Records in a dataset:
_ _ _ _ _ _ _
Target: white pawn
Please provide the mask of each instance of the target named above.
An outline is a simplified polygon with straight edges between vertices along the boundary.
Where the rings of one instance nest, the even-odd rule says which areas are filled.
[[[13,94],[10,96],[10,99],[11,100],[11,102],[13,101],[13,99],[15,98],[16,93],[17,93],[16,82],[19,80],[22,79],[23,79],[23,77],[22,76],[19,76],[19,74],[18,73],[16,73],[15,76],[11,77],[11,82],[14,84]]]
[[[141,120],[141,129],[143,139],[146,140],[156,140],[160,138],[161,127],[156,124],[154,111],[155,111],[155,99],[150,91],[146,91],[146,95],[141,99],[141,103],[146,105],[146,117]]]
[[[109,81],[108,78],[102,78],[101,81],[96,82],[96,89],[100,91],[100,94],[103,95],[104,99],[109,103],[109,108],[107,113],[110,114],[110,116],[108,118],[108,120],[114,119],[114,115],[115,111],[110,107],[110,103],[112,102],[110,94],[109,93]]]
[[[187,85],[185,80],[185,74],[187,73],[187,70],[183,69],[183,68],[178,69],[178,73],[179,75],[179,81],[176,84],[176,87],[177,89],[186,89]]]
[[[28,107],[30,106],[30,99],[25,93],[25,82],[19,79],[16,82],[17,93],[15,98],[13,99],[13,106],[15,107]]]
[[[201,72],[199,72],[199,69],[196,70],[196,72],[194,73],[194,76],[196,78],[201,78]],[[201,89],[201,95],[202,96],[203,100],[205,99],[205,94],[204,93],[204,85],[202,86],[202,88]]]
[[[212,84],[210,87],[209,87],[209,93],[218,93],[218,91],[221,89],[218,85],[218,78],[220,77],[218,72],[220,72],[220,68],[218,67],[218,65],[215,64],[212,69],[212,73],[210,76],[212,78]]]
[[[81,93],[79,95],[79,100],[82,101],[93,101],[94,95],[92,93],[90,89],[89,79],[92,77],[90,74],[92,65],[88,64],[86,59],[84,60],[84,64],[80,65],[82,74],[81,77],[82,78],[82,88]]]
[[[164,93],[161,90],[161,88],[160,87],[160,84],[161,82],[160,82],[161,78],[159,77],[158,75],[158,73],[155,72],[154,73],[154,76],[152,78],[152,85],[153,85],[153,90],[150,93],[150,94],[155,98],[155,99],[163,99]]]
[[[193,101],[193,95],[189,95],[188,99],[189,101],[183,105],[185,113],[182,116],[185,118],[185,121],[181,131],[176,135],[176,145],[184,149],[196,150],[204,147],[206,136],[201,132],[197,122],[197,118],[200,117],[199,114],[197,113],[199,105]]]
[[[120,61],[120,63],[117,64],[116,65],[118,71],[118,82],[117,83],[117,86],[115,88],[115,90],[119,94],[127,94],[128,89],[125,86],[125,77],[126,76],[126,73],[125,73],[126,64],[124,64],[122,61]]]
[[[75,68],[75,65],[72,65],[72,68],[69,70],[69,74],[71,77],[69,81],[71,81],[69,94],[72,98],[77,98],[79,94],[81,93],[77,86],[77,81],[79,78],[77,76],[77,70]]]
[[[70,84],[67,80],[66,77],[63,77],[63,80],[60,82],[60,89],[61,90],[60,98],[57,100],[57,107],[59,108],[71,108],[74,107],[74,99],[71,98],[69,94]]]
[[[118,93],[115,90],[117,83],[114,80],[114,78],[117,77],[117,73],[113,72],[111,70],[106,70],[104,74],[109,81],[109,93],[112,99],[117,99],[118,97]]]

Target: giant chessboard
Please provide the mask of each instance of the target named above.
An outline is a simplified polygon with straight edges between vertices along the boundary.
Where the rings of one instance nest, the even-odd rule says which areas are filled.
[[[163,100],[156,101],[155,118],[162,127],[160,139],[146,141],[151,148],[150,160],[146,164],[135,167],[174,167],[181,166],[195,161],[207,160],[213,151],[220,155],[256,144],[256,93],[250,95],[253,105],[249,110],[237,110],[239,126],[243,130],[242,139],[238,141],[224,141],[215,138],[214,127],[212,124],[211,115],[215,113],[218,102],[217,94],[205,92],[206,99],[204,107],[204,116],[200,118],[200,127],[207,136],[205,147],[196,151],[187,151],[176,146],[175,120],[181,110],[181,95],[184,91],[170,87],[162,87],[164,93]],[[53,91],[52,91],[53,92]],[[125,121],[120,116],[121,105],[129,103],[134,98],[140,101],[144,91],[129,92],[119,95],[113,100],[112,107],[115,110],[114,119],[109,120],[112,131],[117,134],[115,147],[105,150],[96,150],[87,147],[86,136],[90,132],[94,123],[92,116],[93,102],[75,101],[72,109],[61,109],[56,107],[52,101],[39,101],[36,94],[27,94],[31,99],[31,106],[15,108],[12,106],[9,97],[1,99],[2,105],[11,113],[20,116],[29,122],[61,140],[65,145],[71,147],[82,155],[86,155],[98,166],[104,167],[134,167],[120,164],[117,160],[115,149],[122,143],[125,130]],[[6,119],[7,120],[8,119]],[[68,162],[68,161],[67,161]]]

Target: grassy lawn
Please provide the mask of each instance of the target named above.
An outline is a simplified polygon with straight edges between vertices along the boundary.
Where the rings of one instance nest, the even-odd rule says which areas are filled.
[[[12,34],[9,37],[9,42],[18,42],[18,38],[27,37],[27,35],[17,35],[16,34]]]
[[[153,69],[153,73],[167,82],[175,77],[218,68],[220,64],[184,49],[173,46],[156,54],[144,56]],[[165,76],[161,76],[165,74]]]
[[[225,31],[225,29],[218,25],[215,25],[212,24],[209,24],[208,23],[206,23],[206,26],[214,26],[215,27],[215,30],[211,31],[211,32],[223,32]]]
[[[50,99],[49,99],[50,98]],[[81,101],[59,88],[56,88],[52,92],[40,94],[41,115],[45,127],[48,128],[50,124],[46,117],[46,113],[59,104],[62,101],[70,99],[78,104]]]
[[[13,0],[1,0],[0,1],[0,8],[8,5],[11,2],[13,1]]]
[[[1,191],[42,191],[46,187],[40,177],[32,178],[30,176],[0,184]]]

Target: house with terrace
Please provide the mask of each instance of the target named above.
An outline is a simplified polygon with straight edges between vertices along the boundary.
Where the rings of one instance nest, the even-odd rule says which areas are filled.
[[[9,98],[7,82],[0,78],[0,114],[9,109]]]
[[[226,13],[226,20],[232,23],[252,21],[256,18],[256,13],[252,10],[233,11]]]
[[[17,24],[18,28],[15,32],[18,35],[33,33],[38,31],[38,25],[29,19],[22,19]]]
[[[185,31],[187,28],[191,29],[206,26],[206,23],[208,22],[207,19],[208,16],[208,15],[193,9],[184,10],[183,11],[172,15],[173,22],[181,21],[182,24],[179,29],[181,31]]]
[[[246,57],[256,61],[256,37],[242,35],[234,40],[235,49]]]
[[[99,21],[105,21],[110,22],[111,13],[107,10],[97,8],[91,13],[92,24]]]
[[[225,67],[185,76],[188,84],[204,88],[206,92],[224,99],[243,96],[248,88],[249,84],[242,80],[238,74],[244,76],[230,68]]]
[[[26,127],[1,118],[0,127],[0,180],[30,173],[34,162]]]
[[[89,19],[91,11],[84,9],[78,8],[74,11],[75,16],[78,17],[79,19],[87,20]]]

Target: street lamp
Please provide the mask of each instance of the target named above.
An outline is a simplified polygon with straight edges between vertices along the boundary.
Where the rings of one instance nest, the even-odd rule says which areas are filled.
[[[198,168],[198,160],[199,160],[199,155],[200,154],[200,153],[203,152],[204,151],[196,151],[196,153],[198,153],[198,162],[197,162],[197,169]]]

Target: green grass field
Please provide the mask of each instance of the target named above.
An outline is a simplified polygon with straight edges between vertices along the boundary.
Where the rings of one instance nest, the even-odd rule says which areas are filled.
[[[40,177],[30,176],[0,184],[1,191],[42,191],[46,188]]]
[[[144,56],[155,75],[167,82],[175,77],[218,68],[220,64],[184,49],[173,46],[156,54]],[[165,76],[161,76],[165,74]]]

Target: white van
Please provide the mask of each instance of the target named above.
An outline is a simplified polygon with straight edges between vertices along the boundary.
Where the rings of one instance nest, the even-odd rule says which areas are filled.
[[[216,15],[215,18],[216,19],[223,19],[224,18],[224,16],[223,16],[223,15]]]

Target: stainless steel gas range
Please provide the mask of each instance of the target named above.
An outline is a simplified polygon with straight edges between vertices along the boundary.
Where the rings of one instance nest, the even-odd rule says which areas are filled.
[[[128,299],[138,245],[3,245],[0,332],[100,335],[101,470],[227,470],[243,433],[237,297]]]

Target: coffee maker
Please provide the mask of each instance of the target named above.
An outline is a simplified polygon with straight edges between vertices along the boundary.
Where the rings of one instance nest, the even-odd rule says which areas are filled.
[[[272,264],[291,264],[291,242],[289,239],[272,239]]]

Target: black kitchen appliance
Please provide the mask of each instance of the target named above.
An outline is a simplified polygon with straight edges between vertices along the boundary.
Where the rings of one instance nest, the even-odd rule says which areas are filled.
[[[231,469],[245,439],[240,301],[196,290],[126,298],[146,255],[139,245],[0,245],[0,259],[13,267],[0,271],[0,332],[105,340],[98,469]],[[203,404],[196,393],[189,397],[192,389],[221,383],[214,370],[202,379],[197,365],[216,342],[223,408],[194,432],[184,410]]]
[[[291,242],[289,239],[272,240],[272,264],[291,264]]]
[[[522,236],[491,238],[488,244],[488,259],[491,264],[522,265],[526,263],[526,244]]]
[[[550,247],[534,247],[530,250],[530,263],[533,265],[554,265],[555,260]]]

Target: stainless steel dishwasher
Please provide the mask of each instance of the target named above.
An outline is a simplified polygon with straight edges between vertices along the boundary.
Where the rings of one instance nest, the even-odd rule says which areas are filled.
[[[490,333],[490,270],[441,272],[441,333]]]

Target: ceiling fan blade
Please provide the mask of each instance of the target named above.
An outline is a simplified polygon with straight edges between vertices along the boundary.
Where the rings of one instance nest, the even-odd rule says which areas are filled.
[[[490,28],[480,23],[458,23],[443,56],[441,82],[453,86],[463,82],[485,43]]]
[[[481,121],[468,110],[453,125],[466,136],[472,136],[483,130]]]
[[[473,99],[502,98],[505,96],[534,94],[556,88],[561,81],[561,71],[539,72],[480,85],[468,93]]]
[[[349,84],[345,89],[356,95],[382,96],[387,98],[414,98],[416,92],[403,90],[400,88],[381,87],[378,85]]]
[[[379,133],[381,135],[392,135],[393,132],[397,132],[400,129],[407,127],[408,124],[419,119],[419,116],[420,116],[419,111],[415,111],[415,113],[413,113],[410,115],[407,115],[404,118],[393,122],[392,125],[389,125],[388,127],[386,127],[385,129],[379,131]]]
_ _ _ _ _ _ _
- **Objective**: Output as a Markdown table with the columns "No." and "Text" the records from the line with "Target: coffee maker" up to and including the line with "[[[490,333],[490,270],[441,272],[441,333]]]", one numbered row per line and blank lines omitted.

- **Task response**:
| No. | Text |
|---|---|
| 1 | Target: coffee maker |
| 2 | Please provide the mask of each instance of the target named above. |
| 3 | An outline is a simplified polygon with straight edges between vertices along the boundary. |
| 4 | Where the rings of one instance nest, the even-odd rule says which areas are filled. |
| 5 | [[[272,264],[291,264],[291,242],[289,239],[272,239]]] |
| 6 | Target: black kitchen appliance |
| 7 | Please provide the mask of each instance of the target named above. |
| 8 | An outline is a simplified polygon with straight edges between vertices along the boundary. |
| 9 | Where the rings of one instance nest, the even-odd rule says which areas are filled. |
| 10 | [[[231,469],[245,439],[240,301],[196,290],[126,298],[146,255],[139,245],[0,245],[0,259],[13,267],[0,271],[0,332],[105,340],[98,469]],[[203,404],[196,393],[189,397],[192,389],[221,383],[214,370],[202,379],[197,365],[216,342],[223,408],[194,432],[184,410]]] |
| 11 | [[[291,242],[289,239],[272,240],[272,264],[291,264]]] |
| 12 | [[[522,236],[491,238],[488,244],[488,259],[491,264],[522,265],[526,263],[526,244]]] |
| 13 | [[[550,247],[534,247],[530,250],[530,263],[533,265],[554,265],[555,260]]] |
| 14 | Target: stainless steel dishwasher |
| 15 | Please provide the mask of each instance of the target named above. |
| 16 | An outline is a simplified polygon with straight edges between vertices along the boundary. |
| 17 | Where the rings of one instance nest, the even-odd rule says which areas are filled. |
| 18 | [[[490,333],[490,270],[441,272],[441,333]]] |